» **Exercise directions**
Can you quote the records below in full, word for word?

======== Task data ========

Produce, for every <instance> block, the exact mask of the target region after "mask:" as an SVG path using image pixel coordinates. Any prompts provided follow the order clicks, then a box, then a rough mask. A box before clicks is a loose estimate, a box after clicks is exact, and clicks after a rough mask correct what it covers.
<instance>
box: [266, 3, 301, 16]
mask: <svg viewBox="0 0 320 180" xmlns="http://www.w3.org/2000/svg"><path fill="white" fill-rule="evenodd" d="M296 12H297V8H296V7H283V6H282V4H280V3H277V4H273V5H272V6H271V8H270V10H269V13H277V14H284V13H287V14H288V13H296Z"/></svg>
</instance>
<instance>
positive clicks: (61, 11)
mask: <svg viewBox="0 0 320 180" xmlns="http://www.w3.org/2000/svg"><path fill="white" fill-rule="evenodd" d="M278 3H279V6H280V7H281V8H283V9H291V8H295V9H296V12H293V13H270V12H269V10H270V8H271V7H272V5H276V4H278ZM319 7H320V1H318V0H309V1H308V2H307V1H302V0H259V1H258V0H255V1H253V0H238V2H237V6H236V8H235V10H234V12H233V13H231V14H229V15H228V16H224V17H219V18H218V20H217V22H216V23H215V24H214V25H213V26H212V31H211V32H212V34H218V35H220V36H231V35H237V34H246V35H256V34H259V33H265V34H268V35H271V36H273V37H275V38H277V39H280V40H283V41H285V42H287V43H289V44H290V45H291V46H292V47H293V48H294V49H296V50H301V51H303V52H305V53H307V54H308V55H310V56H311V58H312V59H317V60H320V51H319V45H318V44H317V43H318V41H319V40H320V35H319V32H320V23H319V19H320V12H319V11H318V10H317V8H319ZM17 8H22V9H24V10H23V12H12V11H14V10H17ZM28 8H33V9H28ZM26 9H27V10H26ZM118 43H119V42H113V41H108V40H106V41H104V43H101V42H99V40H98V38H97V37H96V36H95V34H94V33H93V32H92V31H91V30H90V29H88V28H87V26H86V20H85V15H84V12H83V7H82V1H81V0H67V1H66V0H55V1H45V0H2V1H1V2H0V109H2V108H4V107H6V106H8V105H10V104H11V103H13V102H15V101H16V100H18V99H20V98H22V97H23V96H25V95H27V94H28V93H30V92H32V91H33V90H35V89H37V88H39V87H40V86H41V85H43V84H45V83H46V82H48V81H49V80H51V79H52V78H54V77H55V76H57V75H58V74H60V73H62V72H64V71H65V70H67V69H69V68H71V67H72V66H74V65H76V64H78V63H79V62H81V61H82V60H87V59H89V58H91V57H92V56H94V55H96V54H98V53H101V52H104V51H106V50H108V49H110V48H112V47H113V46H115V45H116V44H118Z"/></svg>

========

» **Response for this exercise**
Produce, for every <instance> block, the exact mask of the target region after "mask:" as an SVG path using image pixel coordinates. Any prompts provided follow the order clicks, then a box, then a rough mask. A box before clicks is a loose estimate, a box after clicks is exact, and clicks after a rough mask correct what it covers.
<instance>
box: [266, 3, 301, 16]
mask: <svg viewBox="0 0 320 180" xmlns="http://www.w3.org/2000/svg"><path fill="white" fill-rule="evenodd" d="M296 12H297V8H296V7H283V6H282V4H280V3H277V4H273V5H272V6H271V8H270V10H269V13H277V14H284V13H287V14H288V13H296Z"/></svg>
</instance>
<instance>
positive clicks: (61, 11)
mask: <svg viewBox="0 0 320 180" xmlns="http://www.w3.org/2000/svg"><path fill="white" fill-rule="evenodd" d="M278 3H279V6H280V7H281V8H283V9H291V8H295V9H296V12H293V13H270V12H269V10H270V8H271V7H272V5H276V4H278ZM319 7H320V1H318V0H309V1H308V2H307V1H302V0H259V1H258V0H255V1H253V0H238V2H237V6H236V8H235V10H234V12H233V13H231V14H229V15H228V16H224V17H219V18H218V20H217V22H216V23H215V24H214V25H213V26H212V31H211V32H212V34H218V35H220V36H231V35H237V34H246V35H256V34H259V33H265V34H268V35H271V36H273V37H275V38H277V39H280V40H283V41H285V42H287V43H289V44H290V45H291V46H292V47H293V48H294V49H296V50H301V51H303V52H305V53H307V54H308V55H310V56H311V58H312V59H317V60H320V51H319V45H318V44H317V43H318V41H319V40H320V35H319V32H320V23H319V19H320V12H319V11H318V10H317V8H319ZM17 8H22V9H24V10H23V12H12V11H14V10H17ZM28 8H33V9H28ZM26 9H27V10H26ZM118 43H119V42H113V41H108V40H106V41H104V43H101V42H99V40H98V38H97V37H96V36H95V34H94V33H93V32H92V31H91V30H90V29H88V28H87V26H86V20H85V15H84V12H83V7H82V1H81V0H67V1H66V0H55V1H45V0H2V1H1V2H0V109H2V108H4V107H6V106H8V105H10V104H11V103H13V102H15V101H16V100H18V99H20V98H22V97H23V96H25V95H27V94H28V93H30V92H32V91H33V90H35V89H37V88H39V87H40V86H41V85H43V84H45V83H46V82H48V81H49V80H51V79H52V78H54V77H55V76H57V75H58V74H60V73H62V72H64V71H65V70H67V69H69V68H71V67H72V66H74V65H76V64H78V63H79V62H81V61H82V60H87V59H89V58H91V57H92V56H94V55H96V54H98V53H101V52H104V51H106V50H108V49H110V48H112V47H113V46H115V45H116V44H118Z"/></svg>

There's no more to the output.